The exercise:
Count the lines in the records below that contain the word "Target". Reply with the number alone.

Point-based annotation data:
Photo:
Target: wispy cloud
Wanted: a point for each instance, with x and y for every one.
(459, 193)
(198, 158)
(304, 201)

...

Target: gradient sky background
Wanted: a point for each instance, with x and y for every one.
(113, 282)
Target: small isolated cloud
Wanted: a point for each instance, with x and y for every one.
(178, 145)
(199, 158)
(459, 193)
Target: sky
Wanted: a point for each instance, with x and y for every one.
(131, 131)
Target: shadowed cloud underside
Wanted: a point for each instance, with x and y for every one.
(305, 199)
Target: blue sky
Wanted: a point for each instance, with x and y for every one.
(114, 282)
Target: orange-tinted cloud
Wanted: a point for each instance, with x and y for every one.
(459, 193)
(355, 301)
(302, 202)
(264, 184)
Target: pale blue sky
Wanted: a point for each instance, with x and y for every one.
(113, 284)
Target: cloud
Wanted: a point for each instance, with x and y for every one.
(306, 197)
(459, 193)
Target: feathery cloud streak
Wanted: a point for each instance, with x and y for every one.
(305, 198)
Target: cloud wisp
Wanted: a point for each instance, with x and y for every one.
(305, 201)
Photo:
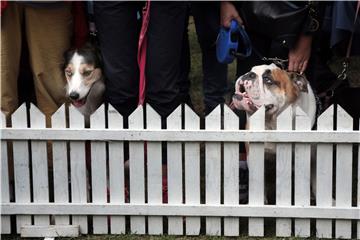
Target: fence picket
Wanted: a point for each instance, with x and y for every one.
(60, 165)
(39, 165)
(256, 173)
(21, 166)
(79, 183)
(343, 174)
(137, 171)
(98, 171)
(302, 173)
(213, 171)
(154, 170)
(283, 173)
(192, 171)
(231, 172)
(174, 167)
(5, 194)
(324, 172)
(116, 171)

Result below:
12